» **AUFGABENSTELLUNG**:
Aktualisiere den Textauszug über die Fähre nach Hiddensee und gib ihn ab den Wörtern "Seit 40 Jahren" bis einschließlich "Funk den Seewetterbericht." wieder, wobei "Seewetterbericht" durch "Wetterbericht" ersetzt wird.

» **TEXTAUSZUG**:
"Weiße Flotte": Viele Tücken für die Fähre nach Hiddensee
Enge Fahrwasser, rasche Wetterwechsel und Untiefen - die Gewässer zwischen Rügen und Hiddensee stellen Kapitäne vor große Herausforderungen. Wann die Fähren im Hafen bleiben, entscheidet jeder Kapitän für sich.
"Jo, Olaf, alles klor. Wir gehen durch!" Funkspruch von Jens Wehling, Kapitän auf dem Motorschiff "Gellen", an den Kapitän der Motorfähre "Vitte". "An dieser Stelle ist das Fahrwasser so schmal, dass wir nicht aneinander vorbeikommen", zeigt Jens Wehling auf einen elektronischen Kartenausschnitt des Vitter Boddens. Knapp zehn Meter ist die "Vitte" breit, die "Gellen" fast acht. "An dieser Stelle ist das Fahrwasser zwar 2,50 Meter tief, aber nur 15 Meter breit. Und direkt daneben ist das Wasser knietief." Das erfordert höchste Konzentration. Es ist später Nachmittag und die beiden Motorschiffe der Reederei Hiddensee bringen Handwerker, Geschäftsleute und einige wenige Einheimische von den drei Inselhäfen Kloster, Vitte und Neuendorf nach Schaprode.
Seit 40 Jahren im Dienst
Kapitän Jens Wehling kennt die Gewässer zwischen Rügen und Hiddensee gut. Fast 40 Jahre arbeitet er für die Reederei, seit 24 Jahren davon als Kapitän. Gerade bei starkem Wind und Dunkelheit ist die Navigation sehr herausfordernd. "Ein Abwettern wie in der Seefahrt ist uns mit diesen Schiffen in diesem Revier leider nicht möglich. Wenn wir eine Schlechtwetterfront kriegen, müssen wir versuchen, das Schiff in Fahrt zu halten, um im Fahrwasser zu bleiben", erklärt Jens Wehling. Stündlich hört er über Funk den Seewetterbericht.
Einsatz für die DGzRS
Wie rasch sich das Wetter ändern kann, hat er zu spüren bekommen, als das Motorschiff kürzlich an einer engen Fahrwasserstelle von einer Sturmböe der Stärke zehn Beaufort erfasst und an den Fahrwassersaum gedrückt wurde. Das war gegen 7:30 Uhr. "Wir haben den Linienverkehr bei einer Windstärke von sieben bis acht aufgenommen." Eine halbe Stunde nach dem Ablegen saßen die acht Fahrgäste und die vierköpfige Besatzung fest. Die Passagiere wurden vom Seenotrettungskreuzer "Nausikaa" an Land gebracht.

» **GEGEBENE DATEN**:
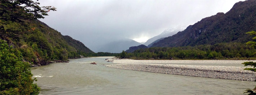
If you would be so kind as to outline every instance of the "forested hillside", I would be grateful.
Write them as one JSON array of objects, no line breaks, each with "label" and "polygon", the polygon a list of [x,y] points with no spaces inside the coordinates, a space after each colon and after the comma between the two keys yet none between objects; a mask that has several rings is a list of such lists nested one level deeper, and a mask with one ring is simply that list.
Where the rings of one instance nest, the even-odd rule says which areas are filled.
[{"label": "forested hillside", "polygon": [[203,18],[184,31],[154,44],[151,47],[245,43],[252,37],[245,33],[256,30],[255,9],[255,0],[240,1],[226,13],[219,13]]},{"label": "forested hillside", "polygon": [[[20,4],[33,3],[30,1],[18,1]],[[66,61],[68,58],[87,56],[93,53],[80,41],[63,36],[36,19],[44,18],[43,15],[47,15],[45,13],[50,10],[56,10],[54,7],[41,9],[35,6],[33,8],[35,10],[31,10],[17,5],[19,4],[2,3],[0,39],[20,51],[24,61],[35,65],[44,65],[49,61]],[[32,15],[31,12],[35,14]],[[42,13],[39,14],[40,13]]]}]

» **GELÖSTE AUFGABE**:
Seit 40 Jahren im Dienst
Kapitän Jens Wehling kennt die Gewässer zwischen Rügen und Hiddensee gut. Fast 40 Jahre arbeitet er für die Reederei, seit 24 Jahren davon als Kapitän. Gerade bei starkem Wind und Dunkelheit ist die Navigation sehr herausfordernd. "Ein Abwettern wie in der Seefahrt ist uns mit diesen Schiffen in diesem Revier leider nicht möglich. Wenn wir eine Schlechtwetterfront kriegen, müssen wir versuchen, das Schiff in Fahrt zu halten, um im Fahrwasser zu bleiben", erklärt Jens Wehling. Stündlich hört er über Funk den Wetterbericht.